--- Recorded information Enclosed Below ---

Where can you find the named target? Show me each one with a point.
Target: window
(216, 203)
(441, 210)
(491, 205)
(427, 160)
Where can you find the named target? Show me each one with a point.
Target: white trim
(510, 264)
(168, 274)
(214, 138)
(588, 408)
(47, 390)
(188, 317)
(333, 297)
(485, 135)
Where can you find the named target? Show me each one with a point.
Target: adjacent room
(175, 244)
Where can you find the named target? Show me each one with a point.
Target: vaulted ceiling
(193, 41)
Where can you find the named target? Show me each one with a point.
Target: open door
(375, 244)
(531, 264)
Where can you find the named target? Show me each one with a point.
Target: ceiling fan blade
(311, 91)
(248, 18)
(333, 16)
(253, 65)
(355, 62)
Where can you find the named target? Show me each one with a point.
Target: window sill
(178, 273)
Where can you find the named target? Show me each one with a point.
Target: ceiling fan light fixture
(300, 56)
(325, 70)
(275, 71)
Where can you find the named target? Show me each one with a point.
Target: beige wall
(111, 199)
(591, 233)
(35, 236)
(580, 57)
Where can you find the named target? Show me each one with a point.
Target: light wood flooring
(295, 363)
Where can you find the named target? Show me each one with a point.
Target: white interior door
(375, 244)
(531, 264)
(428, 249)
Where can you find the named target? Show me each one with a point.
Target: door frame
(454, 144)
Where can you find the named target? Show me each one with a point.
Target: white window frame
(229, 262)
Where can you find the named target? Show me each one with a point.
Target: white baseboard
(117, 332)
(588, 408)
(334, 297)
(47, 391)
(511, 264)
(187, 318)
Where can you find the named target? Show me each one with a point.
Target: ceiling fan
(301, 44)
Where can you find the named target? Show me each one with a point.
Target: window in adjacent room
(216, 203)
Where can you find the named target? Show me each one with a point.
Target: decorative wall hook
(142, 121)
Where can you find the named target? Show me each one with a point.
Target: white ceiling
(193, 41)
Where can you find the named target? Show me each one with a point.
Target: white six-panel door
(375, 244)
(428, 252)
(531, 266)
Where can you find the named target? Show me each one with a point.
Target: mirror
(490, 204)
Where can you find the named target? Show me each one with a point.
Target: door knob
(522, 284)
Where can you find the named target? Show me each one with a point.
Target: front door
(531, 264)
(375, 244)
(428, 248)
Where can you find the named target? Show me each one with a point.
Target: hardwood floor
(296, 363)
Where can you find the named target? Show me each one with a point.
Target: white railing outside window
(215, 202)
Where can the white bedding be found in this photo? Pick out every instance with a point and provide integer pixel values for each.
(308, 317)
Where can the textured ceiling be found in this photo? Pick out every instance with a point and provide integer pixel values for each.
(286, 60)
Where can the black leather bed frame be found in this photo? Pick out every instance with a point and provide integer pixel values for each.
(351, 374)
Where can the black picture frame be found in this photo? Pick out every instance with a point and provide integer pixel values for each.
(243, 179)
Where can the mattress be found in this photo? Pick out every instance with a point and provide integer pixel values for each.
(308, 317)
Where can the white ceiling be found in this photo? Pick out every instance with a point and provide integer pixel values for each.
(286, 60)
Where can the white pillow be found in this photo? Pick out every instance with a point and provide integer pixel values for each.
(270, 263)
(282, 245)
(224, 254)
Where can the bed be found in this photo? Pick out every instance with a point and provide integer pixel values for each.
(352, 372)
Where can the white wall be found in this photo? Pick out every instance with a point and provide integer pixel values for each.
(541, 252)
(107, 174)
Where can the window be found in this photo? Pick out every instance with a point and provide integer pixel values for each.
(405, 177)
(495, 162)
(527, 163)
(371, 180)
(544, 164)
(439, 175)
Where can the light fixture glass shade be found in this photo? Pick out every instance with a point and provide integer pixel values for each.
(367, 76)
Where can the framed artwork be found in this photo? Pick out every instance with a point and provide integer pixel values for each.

--- End of Enclosed Recorded information ---

→ Assigned task
Give the lines exactly as they stand, from the line with "Where can the black picture" through the end of the material.

→ Answer for the task
Where can the black picture frame be found in this photo? Pick out every instance with a point and provide integer pixel values for each.
(243, 179)
Where can the mattress be found in this photo? Pick out every instance with a point and provide integer pixel values for each.
(308, 317)
Where can the white ceiling be found in this photo? Pick out every instance with a point and provide integer pixel values for each.
(286, 60)
Where can the white pillow be found in this photo? Pick out every instance with a point and provide integer pixel values for each.
(270, 263)
(282, 245)
(224, 254)
Where can the bed be found in this photo? Pick out every instance with a point and provide integer pixel values for each.
(352, 372)
Where can the white wall be found in this photo? Pick out every instance with a point and provide integer pixel values for each.
(541, 252)
(107, 174)
Where can the window be found in this photo? Pick out every instance with a point and provide integer pixel values for each.
(405, 177)
(495, 162)
(527, 163)
(371, 180)
(544, 164)
(439, 175)
Where can the light fixture glass shade be found in this photo? Pick out every instance with a point and provide integer pixel values for each.
(367, 76)
Where can the framed artwork be found in this photo? Pick out every instance with a point and provide integer pixel values for each.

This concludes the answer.